● SOURCE EXCERPT
Awesome
Abstract Visual Reasoning: An Algebraic Approach for Solving Raven’s Progressive Matrices
This is the official PyTorch code for the following CVPR 2023 paper:
Title: Abstract Visual Reasoning: An Algebraic Approach for Solving Raven’s Progressive Matrices.
Abstract: We introduce algebraic machine reasoning, a new reasoning framework that is well-suited for abstract reasoning. Effectively, algebraic machine reasoning reduces the difficult process of novel problem-solving to routine algebraic computation. The fundamental algebraic objects of interest are the ideals of some suitably initialized polynomial ring. We shall explain how solving Raven's Progressive Matrices (RPMs) can be realized as computational problems in algebra, which combine various well-known algebraic subroutines that include: Computing the Gröbner basis of an ideal, checking for ideal containment, etc. Crucially, the additional algebraic structure satisfied by ideals allows for more operations on ideals beyond set-theoretic operations.
Our algebraic machine reasoning framework is not only able to select the correct answer from a given answer set, but also able to generate the correct answer with only the question matrix given. Experiments on the I-RAVEN dataset yield an overall 93.2% accuracy, which significantly outperforms the current state-of-the-art accuracy of 77.0% and exceeds human performance at 84.4% accuracy.
Link to video: https://www.youtube.com/watch?v=yRWJdxzN-3g
(This code is jointly contributed, in alphabetical order, by Saket Chandra, Zhangsheng Lai, Yufei Wu, and Jingyi Xu. For queries on technical aspects of algebraic machine reasoning, please contact the corresponding author, Kai Fong Ernest Chong.)

● TASK INSTRUCTIONS
Carry the README for the algebraic Raven's Progressive Matrices code forward from its last sentence. The listing below has no role here.

● RECORD EXCERPTS
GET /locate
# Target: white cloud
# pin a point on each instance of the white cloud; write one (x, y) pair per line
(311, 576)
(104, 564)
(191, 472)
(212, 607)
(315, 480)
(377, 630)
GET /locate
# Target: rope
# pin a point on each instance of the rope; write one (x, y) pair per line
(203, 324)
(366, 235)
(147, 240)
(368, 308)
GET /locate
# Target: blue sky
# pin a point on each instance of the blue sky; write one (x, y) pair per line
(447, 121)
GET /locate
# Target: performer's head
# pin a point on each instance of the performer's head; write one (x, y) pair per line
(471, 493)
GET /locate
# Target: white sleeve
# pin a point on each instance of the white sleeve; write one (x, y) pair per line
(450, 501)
--
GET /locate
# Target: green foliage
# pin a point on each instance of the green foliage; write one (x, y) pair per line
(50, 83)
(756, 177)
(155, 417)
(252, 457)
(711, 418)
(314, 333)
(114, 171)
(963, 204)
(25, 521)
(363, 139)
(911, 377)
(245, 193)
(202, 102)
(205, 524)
==
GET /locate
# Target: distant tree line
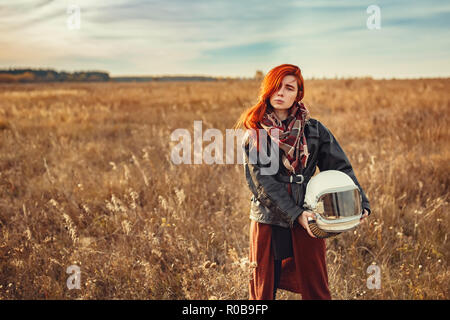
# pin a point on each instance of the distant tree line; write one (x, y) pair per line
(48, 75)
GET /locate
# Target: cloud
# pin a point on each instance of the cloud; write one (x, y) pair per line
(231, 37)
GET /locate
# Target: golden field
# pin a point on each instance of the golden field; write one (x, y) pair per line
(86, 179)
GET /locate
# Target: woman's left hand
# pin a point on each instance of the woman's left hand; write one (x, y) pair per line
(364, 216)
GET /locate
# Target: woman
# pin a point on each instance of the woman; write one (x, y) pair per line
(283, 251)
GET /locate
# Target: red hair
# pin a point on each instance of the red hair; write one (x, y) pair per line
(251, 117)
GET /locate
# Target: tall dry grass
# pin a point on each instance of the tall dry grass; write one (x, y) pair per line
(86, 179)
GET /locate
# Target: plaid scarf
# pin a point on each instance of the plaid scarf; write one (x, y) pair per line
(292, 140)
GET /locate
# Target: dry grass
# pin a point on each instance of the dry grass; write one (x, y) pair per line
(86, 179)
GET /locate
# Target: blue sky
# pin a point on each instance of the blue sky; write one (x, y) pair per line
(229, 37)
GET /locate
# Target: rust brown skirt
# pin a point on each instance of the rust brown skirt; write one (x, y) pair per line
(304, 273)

● RESULT OF THIS TASK
0. Illustration
1. Requirements
- Python 3.8
- PyTorch=1.9.1
- MMCV
- MMDetection
- Macaulay2
Macaulay2 is a software system designed for research in algebraic geometry and commutative algebra. In this paper, all the computations in the algebraic machine reasoning stage of our reasoning framework is done using Macaulay2. To install Macaulay2 on Ubuntu from official repositories:
sudo apt install macaulay2
Alternatively, the latest version of Macaulay2 can be installed in Ubuntu using PPA (Personal Package Archive).
sudo add-apt-repository ppa:macaulay2/macaulay2
sudo apt install macaulay2
2. Datasets
To demonstrate the effectiveness of our algebraic machine reasoning framework, we conduct experiments on the RAVEN/I-RAVEN datasets. These two datasets use the same generation process for the question matrices of RPM instances. I-RAVEN provides a modified answer generation process that overcomes a flaw in RAVEN's answer generation process: In RAVEN, the correct answer for an RPM instance could potentially be directly inferred via majority voting, even without the question matrix.
The RAVEN dataset can be downloaded from the official GitHub repository, and the I-RAVEN dataset is generated using the official code, with the same dataset size as RAVEN.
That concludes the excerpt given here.